AIM OF THE TASK:
Rewrite each of the rows below with "fence post" changed to "fence pole" and every other part left unchanged.
○ ○ ○ ○ ○ ○ ○
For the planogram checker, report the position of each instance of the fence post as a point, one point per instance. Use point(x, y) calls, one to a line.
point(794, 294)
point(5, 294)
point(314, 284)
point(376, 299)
○ ○ ○ ○ ○ ○ ○
COMPLETE OUTPUT:
For the planogram checker, report the position of each instance of the fence pole as a point, one point per instance. Use point(x, y) calls, one to a line.
point(794, 294)
point(5, 294)
point(314, 284)
point(376, 299)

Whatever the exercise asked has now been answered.